(Stored records)
------------------------------

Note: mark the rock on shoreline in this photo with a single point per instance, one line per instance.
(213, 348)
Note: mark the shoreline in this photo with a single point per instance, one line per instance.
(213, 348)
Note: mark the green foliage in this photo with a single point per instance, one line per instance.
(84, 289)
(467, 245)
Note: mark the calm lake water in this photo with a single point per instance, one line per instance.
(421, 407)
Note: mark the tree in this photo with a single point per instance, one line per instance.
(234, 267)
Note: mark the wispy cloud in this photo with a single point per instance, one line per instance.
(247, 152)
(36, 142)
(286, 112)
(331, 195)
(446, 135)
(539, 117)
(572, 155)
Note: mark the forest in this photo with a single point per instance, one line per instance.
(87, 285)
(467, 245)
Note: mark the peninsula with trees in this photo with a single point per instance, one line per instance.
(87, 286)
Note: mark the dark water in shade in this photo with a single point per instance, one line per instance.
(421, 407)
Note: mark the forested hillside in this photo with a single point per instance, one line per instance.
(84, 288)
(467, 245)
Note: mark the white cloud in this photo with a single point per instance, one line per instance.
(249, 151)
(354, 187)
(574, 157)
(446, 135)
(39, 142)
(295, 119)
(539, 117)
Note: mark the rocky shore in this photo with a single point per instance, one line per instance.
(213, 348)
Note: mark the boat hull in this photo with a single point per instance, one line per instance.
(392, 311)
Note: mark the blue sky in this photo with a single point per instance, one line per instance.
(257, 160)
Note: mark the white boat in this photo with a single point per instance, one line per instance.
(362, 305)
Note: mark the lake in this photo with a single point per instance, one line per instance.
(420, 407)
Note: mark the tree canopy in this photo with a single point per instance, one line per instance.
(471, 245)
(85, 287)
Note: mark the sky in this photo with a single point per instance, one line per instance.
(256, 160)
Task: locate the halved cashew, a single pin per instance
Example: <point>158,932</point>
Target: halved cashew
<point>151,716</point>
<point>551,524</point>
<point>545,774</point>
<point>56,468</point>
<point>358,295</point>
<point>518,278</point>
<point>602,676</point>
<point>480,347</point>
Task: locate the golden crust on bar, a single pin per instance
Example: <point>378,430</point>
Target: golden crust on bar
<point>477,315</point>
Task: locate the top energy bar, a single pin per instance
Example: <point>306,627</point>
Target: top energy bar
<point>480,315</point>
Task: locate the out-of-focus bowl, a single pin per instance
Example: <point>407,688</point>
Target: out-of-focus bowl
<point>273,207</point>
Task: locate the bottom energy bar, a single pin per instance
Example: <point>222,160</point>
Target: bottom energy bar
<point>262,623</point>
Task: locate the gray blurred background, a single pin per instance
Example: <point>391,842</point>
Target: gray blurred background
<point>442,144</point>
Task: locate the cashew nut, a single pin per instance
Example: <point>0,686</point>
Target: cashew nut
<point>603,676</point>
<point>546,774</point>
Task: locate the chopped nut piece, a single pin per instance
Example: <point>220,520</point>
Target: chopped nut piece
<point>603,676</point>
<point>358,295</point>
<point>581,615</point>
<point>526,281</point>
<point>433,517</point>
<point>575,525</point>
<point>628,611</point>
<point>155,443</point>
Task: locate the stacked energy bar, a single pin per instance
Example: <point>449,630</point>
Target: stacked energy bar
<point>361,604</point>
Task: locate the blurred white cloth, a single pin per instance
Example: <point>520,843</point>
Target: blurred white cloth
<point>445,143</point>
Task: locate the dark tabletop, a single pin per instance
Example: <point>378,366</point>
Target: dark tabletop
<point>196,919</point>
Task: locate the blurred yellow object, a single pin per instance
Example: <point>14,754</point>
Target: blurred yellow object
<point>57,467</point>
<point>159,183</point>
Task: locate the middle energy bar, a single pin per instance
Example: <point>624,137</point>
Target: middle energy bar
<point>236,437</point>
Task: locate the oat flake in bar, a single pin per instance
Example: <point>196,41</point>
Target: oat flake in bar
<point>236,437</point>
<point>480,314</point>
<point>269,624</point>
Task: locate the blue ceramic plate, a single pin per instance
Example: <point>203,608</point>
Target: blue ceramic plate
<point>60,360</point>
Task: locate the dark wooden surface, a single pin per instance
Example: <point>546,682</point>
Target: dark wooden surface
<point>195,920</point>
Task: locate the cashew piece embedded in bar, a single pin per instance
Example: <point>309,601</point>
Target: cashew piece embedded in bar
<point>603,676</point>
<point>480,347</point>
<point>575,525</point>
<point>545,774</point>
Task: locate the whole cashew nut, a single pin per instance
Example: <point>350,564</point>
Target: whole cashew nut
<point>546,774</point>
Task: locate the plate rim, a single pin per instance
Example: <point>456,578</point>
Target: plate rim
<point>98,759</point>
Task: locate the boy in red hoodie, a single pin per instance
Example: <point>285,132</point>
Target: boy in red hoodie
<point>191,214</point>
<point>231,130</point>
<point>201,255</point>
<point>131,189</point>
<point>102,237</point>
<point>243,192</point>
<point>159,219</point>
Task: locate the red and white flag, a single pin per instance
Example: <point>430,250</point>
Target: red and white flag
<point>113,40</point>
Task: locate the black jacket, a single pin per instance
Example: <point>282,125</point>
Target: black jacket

------------------------------

__YOUR GOAL__: Please determine how many lines of the records above include the word "black", replying with a number alone.

__TASK RESULT__: 2